Edit the material below by replacing "drop a marker" with "place a point" wherever it occurs, and reproduce every other line without change.

start

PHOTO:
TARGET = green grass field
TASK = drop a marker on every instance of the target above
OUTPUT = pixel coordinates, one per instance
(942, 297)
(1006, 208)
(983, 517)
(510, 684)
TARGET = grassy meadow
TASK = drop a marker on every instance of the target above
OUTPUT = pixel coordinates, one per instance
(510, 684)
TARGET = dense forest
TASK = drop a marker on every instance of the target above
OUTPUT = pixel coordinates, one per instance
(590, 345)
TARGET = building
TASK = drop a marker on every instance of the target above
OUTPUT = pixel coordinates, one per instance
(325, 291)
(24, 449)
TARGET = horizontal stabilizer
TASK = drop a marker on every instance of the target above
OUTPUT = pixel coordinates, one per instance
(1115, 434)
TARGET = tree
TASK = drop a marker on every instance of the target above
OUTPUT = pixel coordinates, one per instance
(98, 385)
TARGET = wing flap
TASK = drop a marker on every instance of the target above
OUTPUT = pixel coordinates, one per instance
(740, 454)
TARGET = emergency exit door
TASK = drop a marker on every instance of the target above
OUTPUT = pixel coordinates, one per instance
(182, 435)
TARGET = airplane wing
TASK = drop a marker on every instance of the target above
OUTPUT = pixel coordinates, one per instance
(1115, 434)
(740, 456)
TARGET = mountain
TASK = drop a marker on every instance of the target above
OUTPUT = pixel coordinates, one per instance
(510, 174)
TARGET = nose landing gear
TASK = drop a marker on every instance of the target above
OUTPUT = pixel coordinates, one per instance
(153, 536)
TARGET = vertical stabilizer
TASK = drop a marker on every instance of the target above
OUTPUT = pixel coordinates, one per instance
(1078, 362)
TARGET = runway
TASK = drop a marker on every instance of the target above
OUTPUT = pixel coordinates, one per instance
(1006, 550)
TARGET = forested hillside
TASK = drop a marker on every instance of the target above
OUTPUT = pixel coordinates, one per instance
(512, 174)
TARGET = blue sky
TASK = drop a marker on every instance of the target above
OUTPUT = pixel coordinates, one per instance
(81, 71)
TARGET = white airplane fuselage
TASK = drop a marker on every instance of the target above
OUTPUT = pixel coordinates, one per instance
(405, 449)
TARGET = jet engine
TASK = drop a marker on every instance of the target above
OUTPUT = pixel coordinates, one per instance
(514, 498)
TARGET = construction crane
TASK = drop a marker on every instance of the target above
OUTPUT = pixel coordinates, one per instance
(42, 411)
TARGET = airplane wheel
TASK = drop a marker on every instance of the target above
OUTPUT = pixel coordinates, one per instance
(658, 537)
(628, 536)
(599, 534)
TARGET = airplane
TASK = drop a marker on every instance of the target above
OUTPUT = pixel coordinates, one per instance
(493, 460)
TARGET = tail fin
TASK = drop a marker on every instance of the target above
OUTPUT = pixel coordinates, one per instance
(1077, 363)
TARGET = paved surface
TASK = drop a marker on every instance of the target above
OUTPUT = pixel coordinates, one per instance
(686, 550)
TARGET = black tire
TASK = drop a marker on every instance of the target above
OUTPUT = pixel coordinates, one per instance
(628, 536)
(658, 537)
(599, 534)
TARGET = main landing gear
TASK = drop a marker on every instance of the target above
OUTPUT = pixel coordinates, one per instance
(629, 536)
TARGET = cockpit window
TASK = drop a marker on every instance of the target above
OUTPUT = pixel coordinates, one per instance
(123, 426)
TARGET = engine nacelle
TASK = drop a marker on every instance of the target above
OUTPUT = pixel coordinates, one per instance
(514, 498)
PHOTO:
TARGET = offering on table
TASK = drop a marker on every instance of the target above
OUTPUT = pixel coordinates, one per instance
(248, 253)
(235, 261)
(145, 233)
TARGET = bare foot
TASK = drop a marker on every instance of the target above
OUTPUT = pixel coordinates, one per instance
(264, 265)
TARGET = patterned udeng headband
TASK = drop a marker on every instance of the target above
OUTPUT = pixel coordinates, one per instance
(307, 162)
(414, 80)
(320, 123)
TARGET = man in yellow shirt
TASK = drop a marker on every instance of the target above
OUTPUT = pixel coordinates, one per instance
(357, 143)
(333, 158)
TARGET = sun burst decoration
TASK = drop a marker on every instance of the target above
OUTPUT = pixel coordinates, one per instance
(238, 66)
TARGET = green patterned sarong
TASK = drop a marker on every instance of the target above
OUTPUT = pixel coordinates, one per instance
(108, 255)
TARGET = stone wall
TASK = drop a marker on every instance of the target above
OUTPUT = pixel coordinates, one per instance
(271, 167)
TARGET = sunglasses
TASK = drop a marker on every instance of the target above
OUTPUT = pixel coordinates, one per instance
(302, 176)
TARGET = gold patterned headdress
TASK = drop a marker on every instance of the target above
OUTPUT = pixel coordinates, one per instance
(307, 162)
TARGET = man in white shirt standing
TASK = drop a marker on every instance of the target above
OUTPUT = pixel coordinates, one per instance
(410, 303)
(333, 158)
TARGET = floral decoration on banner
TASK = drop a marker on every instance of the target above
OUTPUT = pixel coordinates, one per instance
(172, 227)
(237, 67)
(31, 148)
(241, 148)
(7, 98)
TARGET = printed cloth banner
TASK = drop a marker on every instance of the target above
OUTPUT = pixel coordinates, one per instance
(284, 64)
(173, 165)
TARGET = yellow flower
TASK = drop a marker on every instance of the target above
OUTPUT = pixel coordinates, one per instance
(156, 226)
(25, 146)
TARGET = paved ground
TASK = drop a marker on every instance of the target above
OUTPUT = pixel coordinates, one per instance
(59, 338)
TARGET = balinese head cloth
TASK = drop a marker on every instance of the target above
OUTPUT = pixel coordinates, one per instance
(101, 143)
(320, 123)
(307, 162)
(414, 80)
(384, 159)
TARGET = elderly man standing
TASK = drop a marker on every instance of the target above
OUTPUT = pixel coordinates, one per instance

end

__EXPECTED ANSWER__:
PHOTO:
TARGET = green grass field
TASK = place a point on every instance of the target above
OUTPUT = pixel coordinates, one per instance
(942, 297)
(1006, 208)
(983, 517)
(510, 684)
TARGET = grassy meadow
TASK = place a point on every instance of the target above
OUTPUT = pixel coordinates, one per instance
(510, 684)
TARGET = dense forest
TASK = place a point on every instance of the target above
OUTPUT = pixel coordinates, one per instance
(590, 345)
TARGET = building
TASK = place a point on every instance of the target above
OUTPUT = pixel coordinates, one per instance
(325, 291)
(24, 449)
TARGET = horizontal stabilizer
TASK = place a point on every instance of the target above
OUTPUT = pixel coordinates, one per instance
(1115, 434)
TARGET = tree
TASK = place a point on every instance of the target above
OUTPUT = pixel coordinates, one per instance
(98, 385)
TARGET = wing flap
TASK = place a point on every instance of the target above
OUTPUT = pixel coordinates, one per instance
(740, 454)
TARGET = emergency exit door
TASK = place a point on every instance of the target above
OUTPUT = pixel coordinates, one per instance
(182, 435)
TARGET = airplane wing
TASK = place a point on every instance of the target above
OUTPUT = pixel coordinates, one per instance
(1115, 434)
(740, 456)
TARGET = mountain
TASK = place a point on every instance of the target above
OUTPUT = pixel coordinates, one per instance
(510, 174)
TARGET = nose landing gear
TASK = place a point on every instance of the target above
OUTPUT = pixel coordinates, one per instance
(153, 536)
TARGET = vertical stabilizer
TASK = place a point on every instance of the target above
OUTPUT = pixel coordinates, one per instance
(1078, 362)
TARGET = runway
TASK = place a point on every instance of the target above
OUTPUT = pixel coordinates, one per instance
(1006, 550)
TARGET = forested hillside
TASK = place a point on every instance of the target above
OUTPUT = pixel coordinates, one per instance
(512, 174)
TARGET = blue sky
TASK = place a point on every instance of the target above
OUTPUT = pixel coordinates, one per instance
(81, 71)
TARGET = white airplane fuselage
TASK = place a point on every instance of the target above
OUTPUT = pixel coordinates, one per instance
(405, 449)
TARGET = jet engine
TASK = place a point on every instance of the target above
OUTPUT = pixel coordinates, one per instance
(514, 498)
TARGET = construction crane
TASK = place a point on every instance of the target above
OUTPUT = pixel coordinates, one per instance
(42, 411)
TARGET = airplane wheel
TASK = place a point on every instance of the target above
OUTPUT = pixel coordinates, one per instance
(658, 537)
(628, 536)
(599, 534)
TARGET = airplane
TASK = place a point on every instance of the target above
OUTPUT = pixel coordinates, one per instance
(493, 460)
TARGET = tail fin
TASK = place a point on every instance of the target above
OUTPUT = pixel coordinates, one per instance
(1077, 363)
TARGET = paved surface
TASK = place a point on every instance of the target above
OUTPUT = pixel coordinates, one per instance
(686, 550)
TARGET = black tire
TASK = place a point on every instance of the target above
OUTPUT = pixel coordinates, one per instance
(628, 536)
(658, 537)
(599, 534)
TARGET = main landing gear
TASK = place a point on every instance of the target above
OUTPUT = pixel coordinates, one per instance
(629, 536)
TARGET = cockpit window
TASK = place a point on every instance of the target above
OUTPUT = pixel coordinates, one per instance
(123, 426)
TARGET = engine nacelle
TASK = place a point on every instance of the target above
OUTPUT = pixel coordinates, one per instance
(514, 498)
PHOTO:
TARGET = offering on table
TASK = place a point on every instance of the target above
OUTPUT = pixel coordinates, one per instance
(248, 253)
(235, 261)
(145, 233)
TARGET = bare foot
TASK = place a point on every instance of the target above
OUTPUT = pixel coordinates, one per instance
(264, 265)
TARGET = patterned udeng headband
TASK = place a point on every instance of the target above
OUTPUT = pixel coordinates, one per instance
(307, 162)
(414, 80)
(320, 123)
TARGET = man in yellow shirt
TASK = place a point on every instance of the target above
OUTPUT = pixel coordinates, one per instance
(357, 143)
(333, 158)
TARGET = sun burst decoration
TASK = place a point on every instance of the target above
OUTPUT = pixel coordinates, one per instance
(238, 66)
TARGET = green patterned sarong
TASK = place a point on every instance of the target above
OUTPUT = pixel coordinates, one per instance
(108, 255)
TARGET = stone wall
TASK = place a point on every instance of the target above
OUTPUT = pixel coordinates, one per instance
(271, 167)
TARGET = sunglasses
TASK = place a point on every instance of the target above
OUTPUT = pixel coordinates, one per instance
(302, 176)
TARGET = gold patterned headdress
TASK = place a point on every instance of the target above
OUTPUT = pixel coordinates, one per instance
(307, 162)
TARGET = man in white shirt standing
TASK = place a point on every instance of the target above
OUTPUT = pixel coordinates, one per instance
(410, 303)
(333, 158)
TARGET = floral decoration on banner
TASK = place a point on every instance of the target above
OUTPUT = pixel coordinates, one per instance
(172, 227)
(237, 67)
(31, 148)
(241, 148)
(7, 98)
TARGET = printed cloth banner
TASK = place a point on every instance of the target above
OUTPUT = pixel coordinates, one per instance
(284, 64)
(173, 165)
TARGET = yellow flower
TASK = place a point on every instance of the target above
OUTPUT = pixel coordinates, one per instance
(156, 226)
(25, 146)
TARGET = paved ground
TASK = place a point on every instance of the target above
OUTPUT = pixel coordinates, one per instance
(59, 338)
TARGET = balinese head cloth
TASK = place a point on every instance of the target above
OUTPUT = pixel coordinates, one per instance
(101, 143)
(320, 123)
(307, 162)
(414, 80)
(384, 159)
TARGET = elderly man standing
TASK = place a point on every instance of the target above
OUTPUT = pixel coordinates, one per instance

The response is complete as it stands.